▶ _Excerpted text_:
+++
Several thousand years later, with the fragmentation of all types of knowledge having settled into their own niches, journalism being one of them, we have graced ourselves with the gift of the internet. An inevitable consequence of having this access to knowledge and information, we are beginning to understand the vital importance of interdisciplinary learning and interactivity in forming narrative that engages, which in my opinion, is currently usurped by entertainment media and advertising.
I will begin the proposal of my project by saying that I am not learned or practiced in journalism, but I have spent the past five years of my life committed to the process of storytelling in all of its vestiges, which includes taking the risk of consciously choosing to live within an imaginative storyline. The storyline in my context and locus being the agricultural movement in the Northeast of the United States as a hungry, intelligent and disenfranchised poet turned detective farmer-activist in Bucks Co., Pennsylvania.
If I am awarded this fellowship, my intention is to create a project that serves to bolster and enrich the bardic wellspring of journalists and to reinforce Jung's postulation that “...universally understandable gestures, and many attitudes follow a pattern that was established long before man developed a reflective consciousness.”1 For all of the work of anthropologists, sociologists, mythologists, psychoanalysts, my project is an attempt to keep the momentum of their work going and evolving by integrating it into the factual construction of journalism in the 21st century as we engage methods of storytelling on the unique frontier of digital self and communal expression and communication.
My theory is that if a journalist, the harbinger of news, is exposed to, immersed in, and familiar with archetypal stories that endlessly iterate the most basic trials and tribulations of individual existence in the context of their own community, the process of telling factual stories will be enriched by the vast landscape of imagination, which invites the specter of reflection and analysis from the reader. I would like to compile a semiotic anthology of the world's mythological motifs as they relate to contemporary journalistic narrative. The anthology would work as a compendium reference for journalists to use amidst the outlining and framing process of a narrative. Whether writing about a sporting event, a charity drive or a national headliner, I envision journalists using the compendium as a reference when they are reminded of an older, ingrained cultural message.
Imagine the sudden appearance of a talent onto the national scene. Imagine the journalist with the opportunity and foresight to cover the story being reminded of Robert Johnson's immemorial trip to the crossroads, where the “devil” tuned his guitar for him and gave him this talent at the expense of his soul(akin to Faust). In the compendium, there is a further explanation of the mythological roots of the devil being a cultural appropriation of the voodoo god Legba, the intermediary between living humans and the world of the ancestors. With this cultural meme in the awareness of the journalist, how may this story take shape and transmute? This is the type of impact I would like my project to have, that in the writing of factual stories, we can literally draw from and integrate cultural threads that reinforce the significance of a contemporary story and do so with tact and sensitivity to our multicultural past and present to create lasting impressions to give our particular, unabashed nuance of meaning to the emergent future.
+++
▶ _Exercise aim_:
Do these statements agree with the fellowship proposal? For each, answer yes or no and quote the words from the proposal that settle it.
1. The writer is practiced in journalism.
2. The proposed anthology is meant to serve as a reference for journalists while they outline and frame a narrative.
3. The compendium explains the devil's mythological roots as a cultural appropriation of the voodoo god Legba.
These rows come from a separate source, not from the fellowship proposal.
+++
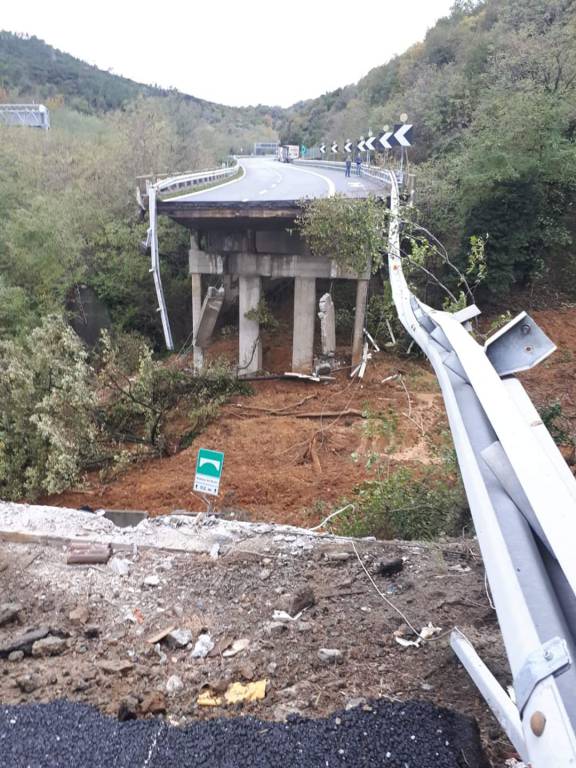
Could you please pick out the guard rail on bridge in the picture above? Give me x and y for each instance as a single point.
(375, 172)
(182, 182)
(522, 496)
(152, 191)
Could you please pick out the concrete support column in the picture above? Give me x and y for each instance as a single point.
(196, 313)
(304, 317)
(359, 320)
(250, 356)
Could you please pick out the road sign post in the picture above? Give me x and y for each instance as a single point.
(208, 471)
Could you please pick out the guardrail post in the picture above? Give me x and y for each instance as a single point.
(359, 320)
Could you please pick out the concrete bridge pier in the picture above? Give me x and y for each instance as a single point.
(196, 314)
(304, 319)
(250, 356)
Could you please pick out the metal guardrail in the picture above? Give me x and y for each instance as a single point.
(522, 497)
(371, 171)
(187, 181)
(183, 181)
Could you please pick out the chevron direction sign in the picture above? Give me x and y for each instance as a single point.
(401, 136)
(370, 143)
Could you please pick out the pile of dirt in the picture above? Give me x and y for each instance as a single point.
(302, 622)
(293, 450)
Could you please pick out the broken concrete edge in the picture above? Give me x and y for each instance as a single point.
(66, 527)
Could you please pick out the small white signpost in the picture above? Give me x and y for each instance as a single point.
(208, 471)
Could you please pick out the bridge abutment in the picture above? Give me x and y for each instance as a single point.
(249, 255)
(250, 353)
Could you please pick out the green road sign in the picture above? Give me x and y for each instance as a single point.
(208, 471)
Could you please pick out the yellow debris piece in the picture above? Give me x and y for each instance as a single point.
(249, 692)
(208, 699)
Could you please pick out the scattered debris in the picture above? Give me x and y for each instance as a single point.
(49, 646)
(179, 638)
(29, 683)
(250, 692)
(425, 634)
(174, 685)
(338, 557)
(330, 656)
(128, 709)
(115, 666)
(9, 612)
(160, 634)
(153, 703)
(236, 647)
(120, 566)
(204, 644)
(297, 602)
(80, 615)
(389, 567)
(80, 553)
(208, 698)
(24, 642)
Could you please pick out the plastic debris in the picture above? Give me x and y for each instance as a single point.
(236, 647)
(208, 699)
(425, 634)
(285, 617)
(203, 646)
(246, 692)
(120, 566)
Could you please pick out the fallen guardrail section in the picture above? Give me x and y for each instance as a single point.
(522, 496)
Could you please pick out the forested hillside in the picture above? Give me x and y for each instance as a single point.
(491, 92)
(67, 208)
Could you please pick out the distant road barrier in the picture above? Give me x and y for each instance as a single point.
(181, 182)
(381, 175)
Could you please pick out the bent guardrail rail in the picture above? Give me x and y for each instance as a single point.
(522, 497)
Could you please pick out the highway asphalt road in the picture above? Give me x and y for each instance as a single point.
(266, 179)
(381, 735)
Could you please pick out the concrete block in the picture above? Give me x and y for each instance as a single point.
(250, 353)
(304, 317)
(211, 308)
(327, 317)
(279, 241)
(196, 313)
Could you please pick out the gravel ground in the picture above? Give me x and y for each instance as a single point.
(392, 735)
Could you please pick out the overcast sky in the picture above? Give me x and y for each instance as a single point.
(236, 53)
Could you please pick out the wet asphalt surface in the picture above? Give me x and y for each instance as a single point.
(392, 735)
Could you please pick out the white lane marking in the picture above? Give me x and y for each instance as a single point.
(218, 186)
(329, 182)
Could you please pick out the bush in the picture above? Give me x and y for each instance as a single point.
(47, 399)
(139, 392)
(406, 506)
(350, 231)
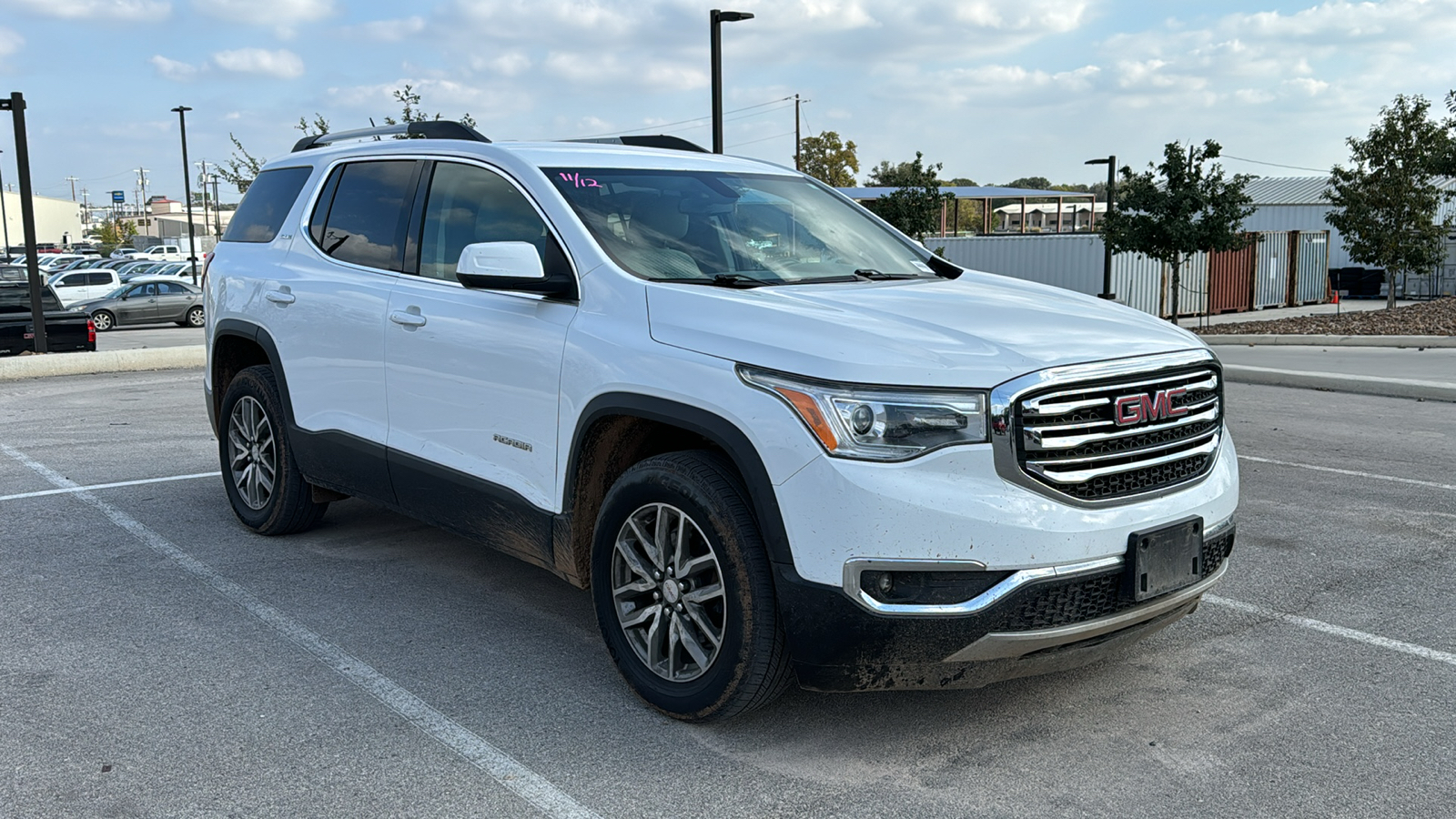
+++
▶ _Answer to this problem_:
1. No: "I am not learned or practiced in journalism"
2. Yes: "The anthology would work as a compendium reference for journalists to use amidst the outlining and framing process of a narrative."
3. Yes: "the mythological roots of the devil being a cultural appropriation of the voodoo god Legba"